AIM OF THE TASK: From the rows below, keep only those that contain the word "gray", and copy each one out in full.

START TASK INPUTS

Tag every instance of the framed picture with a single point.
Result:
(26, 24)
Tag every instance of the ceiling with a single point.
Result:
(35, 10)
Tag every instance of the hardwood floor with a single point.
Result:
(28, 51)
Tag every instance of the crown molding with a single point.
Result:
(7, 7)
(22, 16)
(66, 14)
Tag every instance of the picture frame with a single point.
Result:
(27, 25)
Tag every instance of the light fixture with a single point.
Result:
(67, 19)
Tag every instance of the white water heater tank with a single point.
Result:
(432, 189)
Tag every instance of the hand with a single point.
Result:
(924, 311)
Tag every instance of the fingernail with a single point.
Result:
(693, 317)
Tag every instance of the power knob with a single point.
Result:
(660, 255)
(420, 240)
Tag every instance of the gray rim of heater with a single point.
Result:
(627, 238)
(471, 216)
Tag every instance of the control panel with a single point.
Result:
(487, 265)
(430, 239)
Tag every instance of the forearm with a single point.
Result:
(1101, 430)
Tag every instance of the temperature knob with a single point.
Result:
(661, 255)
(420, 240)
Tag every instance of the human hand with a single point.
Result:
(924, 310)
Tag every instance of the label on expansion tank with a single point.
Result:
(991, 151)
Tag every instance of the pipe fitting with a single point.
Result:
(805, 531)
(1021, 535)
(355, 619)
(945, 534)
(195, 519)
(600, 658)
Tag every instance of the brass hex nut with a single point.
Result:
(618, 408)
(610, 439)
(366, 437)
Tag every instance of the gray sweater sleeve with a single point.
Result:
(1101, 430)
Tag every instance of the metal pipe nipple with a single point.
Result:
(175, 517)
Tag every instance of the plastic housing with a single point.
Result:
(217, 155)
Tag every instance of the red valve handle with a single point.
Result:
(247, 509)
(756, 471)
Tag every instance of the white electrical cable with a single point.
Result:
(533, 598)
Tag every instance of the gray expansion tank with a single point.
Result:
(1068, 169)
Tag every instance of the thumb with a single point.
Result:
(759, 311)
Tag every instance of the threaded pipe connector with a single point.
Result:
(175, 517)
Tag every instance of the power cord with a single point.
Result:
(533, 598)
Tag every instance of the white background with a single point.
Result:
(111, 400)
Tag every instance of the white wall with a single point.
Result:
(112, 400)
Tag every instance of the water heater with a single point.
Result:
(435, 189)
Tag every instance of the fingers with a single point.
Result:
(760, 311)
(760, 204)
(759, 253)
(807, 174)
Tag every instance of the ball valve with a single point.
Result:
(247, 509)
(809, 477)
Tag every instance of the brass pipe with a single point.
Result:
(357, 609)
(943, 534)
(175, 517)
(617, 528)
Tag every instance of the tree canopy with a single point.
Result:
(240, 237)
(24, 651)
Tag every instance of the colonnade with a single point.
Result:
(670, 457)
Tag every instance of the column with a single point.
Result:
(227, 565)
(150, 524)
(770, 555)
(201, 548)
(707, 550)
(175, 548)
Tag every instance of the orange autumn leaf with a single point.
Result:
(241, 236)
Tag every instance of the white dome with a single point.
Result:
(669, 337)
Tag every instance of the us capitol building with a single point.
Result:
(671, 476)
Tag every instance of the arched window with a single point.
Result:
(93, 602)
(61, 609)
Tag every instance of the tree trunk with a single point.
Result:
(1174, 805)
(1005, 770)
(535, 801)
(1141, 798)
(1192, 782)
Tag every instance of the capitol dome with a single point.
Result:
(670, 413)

END TASK INPUTS
START TASK INPUTS

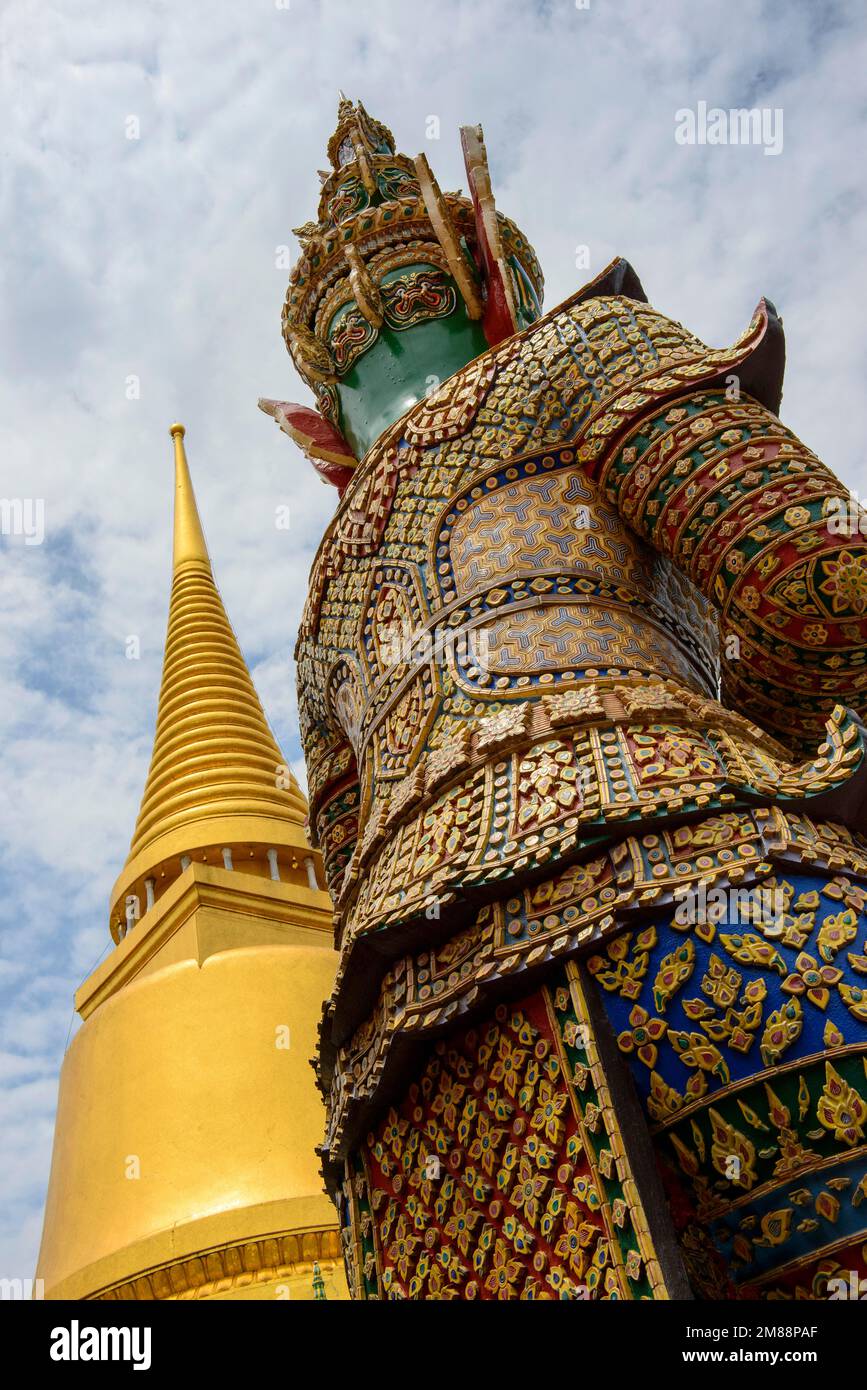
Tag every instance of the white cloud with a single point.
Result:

END TASK INPUTS

EXERCISE SOLUTION:
Tag every instance of the gray rim of heater with a single point.
Tag every instance of the gray sweater sleeve with a single point.
Tag every instance of the gray expansion tank with a single point.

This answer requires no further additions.